YOUR OBJECTIVE:
Reproduce verbatim every line in the records below, starting from the line with "Keypoint placement rule: for each instance of the neck, put" and continuing through the end of the records, with that first line included.

Coordinate annotation records:

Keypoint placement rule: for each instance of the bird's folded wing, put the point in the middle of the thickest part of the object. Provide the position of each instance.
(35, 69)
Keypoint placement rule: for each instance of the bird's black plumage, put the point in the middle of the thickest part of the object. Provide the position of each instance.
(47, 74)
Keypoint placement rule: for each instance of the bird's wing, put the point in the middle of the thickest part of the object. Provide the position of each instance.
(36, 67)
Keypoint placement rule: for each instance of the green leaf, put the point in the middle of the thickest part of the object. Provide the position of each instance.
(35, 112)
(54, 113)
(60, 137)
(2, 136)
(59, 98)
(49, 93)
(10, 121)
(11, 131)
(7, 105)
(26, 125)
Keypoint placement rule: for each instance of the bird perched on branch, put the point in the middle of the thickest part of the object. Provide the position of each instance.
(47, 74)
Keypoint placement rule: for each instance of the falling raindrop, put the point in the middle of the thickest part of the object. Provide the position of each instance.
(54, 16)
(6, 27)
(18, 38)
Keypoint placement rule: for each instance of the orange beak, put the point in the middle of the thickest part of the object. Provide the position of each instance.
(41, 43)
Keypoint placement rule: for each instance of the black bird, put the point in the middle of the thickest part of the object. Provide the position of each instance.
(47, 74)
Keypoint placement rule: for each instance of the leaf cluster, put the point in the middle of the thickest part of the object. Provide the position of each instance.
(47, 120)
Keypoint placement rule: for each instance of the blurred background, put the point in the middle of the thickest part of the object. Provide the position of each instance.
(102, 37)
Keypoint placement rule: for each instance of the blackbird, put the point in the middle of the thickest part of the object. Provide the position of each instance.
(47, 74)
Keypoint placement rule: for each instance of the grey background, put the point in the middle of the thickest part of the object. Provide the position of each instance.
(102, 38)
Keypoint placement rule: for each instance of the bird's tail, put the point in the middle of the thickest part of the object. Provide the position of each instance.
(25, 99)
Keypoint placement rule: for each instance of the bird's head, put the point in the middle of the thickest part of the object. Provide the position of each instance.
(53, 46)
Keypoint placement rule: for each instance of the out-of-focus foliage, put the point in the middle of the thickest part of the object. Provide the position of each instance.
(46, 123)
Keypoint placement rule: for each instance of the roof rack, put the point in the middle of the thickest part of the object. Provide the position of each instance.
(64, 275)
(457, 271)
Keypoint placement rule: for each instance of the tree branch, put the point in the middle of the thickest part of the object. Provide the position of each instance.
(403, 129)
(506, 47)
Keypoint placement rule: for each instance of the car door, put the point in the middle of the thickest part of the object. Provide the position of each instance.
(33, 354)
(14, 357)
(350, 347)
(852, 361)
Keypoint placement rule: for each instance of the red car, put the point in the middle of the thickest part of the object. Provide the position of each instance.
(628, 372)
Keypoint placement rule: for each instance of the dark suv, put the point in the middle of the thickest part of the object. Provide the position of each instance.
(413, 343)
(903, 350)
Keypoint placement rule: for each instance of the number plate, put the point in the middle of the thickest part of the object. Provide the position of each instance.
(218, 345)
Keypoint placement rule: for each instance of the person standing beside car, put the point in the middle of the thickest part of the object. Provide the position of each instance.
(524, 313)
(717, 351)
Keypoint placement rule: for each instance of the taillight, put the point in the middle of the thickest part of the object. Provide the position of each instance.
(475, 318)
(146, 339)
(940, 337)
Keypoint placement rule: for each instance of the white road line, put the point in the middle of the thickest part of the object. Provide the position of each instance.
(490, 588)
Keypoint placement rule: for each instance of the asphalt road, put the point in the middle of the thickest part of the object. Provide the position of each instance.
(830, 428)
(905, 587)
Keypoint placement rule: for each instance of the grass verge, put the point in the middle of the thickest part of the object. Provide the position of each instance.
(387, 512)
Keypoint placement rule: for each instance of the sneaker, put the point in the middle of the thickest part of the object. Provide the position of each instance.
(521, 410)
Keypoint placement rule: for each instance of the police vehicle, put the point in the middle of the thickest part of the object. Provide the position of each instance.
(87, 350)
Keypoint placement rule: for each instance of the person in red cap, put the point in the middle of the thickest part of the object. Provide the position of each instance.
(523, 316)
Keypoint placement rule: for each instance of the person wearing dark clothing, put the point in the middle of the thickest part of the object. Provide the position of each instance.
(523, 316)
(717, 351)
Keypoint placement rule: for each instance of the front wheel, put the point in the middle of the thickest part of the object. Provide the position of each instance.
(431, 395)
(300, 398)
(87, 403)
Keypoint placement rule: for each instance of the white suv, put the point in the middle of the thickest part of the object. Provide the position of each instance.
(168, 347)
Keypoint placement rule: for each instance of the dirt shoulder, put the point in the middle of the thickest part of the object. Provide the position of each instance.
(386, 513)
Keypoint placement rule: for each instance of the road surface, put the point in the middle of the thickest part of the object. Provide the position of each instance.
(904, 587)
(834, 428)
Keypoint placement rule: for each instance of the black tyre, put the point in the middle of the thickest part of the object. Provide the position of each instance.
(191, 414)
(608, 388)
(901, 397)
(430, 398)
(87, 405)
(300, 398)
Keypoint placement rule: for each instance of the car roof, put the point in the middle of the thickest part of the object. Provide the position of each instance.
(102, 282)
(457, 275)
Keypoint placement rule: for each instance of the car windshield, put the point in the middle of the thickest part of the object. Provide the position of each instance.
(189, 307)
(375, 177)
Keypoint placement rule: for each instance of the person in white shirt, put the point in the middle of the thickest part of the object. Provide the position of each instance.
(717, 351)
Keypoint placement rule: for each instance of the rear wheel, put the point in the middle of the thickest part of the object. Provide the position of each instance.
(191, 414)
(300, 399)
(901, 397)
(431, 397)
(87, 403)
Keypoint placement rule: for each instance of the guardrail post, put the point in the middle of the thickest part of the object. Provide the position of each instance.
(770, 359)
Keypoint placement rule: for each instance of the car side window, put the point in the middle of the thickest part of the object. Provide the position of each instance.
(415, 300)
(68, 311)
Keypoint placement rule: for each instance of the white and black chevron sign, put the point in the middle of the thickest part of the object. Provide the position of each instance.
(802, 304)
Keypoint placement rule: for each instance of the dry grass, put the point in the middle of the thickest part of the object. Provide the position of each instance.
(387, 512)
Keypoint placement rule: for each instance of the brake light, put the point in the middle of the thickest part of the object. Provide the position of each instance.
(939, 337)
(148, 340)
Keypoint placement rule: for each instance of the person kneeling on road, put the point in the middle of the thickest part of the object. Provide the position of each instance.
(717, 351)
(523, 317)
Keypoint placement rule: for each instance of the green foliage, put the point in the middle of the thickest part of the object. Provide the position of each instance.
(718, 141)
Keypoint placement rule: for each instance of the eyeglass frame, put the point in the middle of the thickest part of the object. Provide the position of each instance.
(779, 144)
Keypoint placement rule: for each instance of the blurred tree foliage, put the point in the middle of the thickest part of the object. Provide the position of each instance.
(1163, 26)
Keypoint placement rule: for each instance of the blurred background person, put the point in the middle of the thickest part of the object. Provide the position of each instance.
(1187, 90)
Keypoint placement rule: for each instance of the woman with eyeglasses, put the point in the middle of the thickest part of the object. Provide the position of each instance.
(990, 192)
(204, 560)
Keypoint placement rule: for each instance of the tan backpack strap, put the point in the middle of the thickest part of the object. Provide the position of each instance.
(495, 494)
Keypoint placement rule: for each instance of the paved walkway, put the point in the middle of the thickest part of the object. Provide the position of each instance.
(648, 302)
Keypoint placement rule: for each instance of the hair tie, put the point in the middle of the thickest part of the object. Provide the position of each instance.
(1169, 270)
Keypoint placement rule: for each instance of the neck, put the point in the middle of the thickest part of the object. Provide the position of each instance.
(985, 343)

RESULT:
Keypoint placement rule: for each instance of the neck, put the point in the middle of the thickest part of the object. Provide the position of each instance.
(985, 343)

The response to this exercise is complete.